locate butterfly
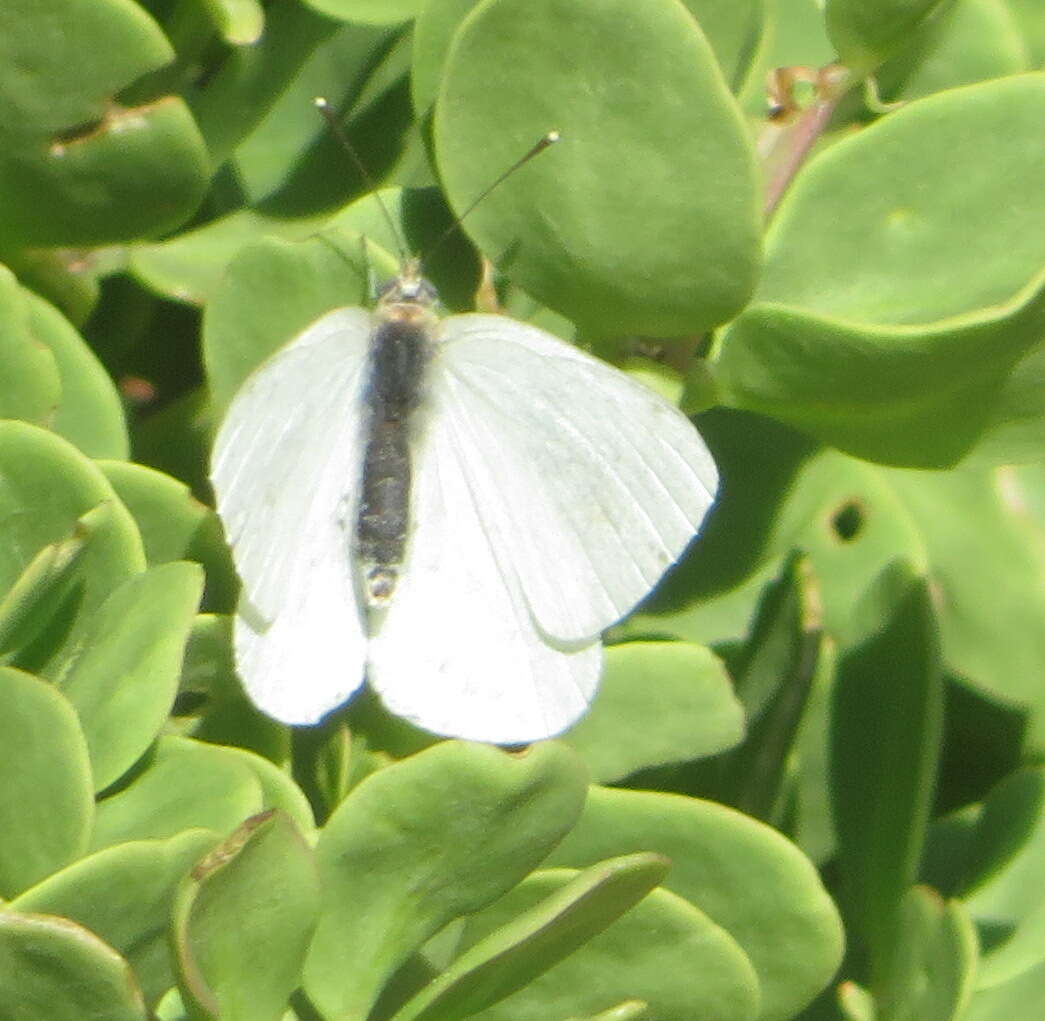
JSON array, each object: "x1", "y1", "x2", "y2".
[{"x1": 210, "y1": 250, "x2": 718, "y2": 744}]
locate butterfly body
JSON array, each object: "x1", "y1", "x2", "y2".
[{"x1": 356, "y1": 264, "x2": 436, "y2": 605}]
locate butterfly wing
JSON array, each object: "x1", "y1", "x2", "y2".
[
  {"x1": 427, "y1": 314, "x2": 718, "y2": 644},
  {"x1": 210, "y1": 308, "x2": 373, "y2": 725},
  {"x1": 366, "y1": 400, "x2": 602, "y2": 744}
]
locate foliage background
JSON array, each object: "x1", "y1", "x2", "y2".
[{"x1": 0, "y1": 0, "x2": 1043, "y2": 1019}]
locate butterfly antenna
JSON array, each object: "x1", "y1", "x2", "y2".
[
  {"x1": 314, "y1": 96, "x2": 410, "y2": 266},
  {"x1": 426, "y1": 130, "x2": 560, "y2": 262}
]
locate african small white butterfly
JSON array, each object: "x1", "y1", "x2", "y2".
[{"x1": 211, "y1": 115, "x2": 718, "y2": 744}]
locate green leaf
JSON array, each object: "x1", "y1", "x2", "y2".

■ ■ ■ ■ ■

Copy all of the entries verbatim, leaving out any pictures they contain.

locate butterfly
JSON array, each object: "x1", "y1", "x2", "y2".
[{"x1": 210, "y1": 250, "x2": 718, "y2": 744}]
locate butterfly body
JSON array, each object: "x1", "y1", "x2", "y2".
[{"x1": 356, "y1": 264, "x2": 436, "y2": 605}]
locate butterfly wing
JSON array, each object: "x1", "y1", "x2", "y2".
[
  {"x1": 427, "y1": 314, "x2": 718, "y2": 644},
  {"x1": 210, "y1": 308, "x2": 373, "y2": 725},
  {"x1": 366, "y1": 400, "x2": 602, "y2": 744}
]
locate foliage background
JSON array, each object: "x1", "y1", "x2", "y2".
[{"x1": 0, "y1": 0, "x2": 1043, "y2": 1019}]
locate butterfly antenna
JSON array, each object: "x1", "y1", "x2", "y2".
[
  {"x1": 314, "y1": 96, "x2": 410, "y2": 266},
  {"x1": 426, "y1": 130, "x2": 560, "y2": 262}
]
locate african small white butterfly
JSON array, each object: "x1", "y1", "x2", "y2".
[{"x1": 211, "y1": 115, "x2": 718, "y2": 744}]
locate green leaf
JSON array, each object: "x1", "y1", "x2", "y2".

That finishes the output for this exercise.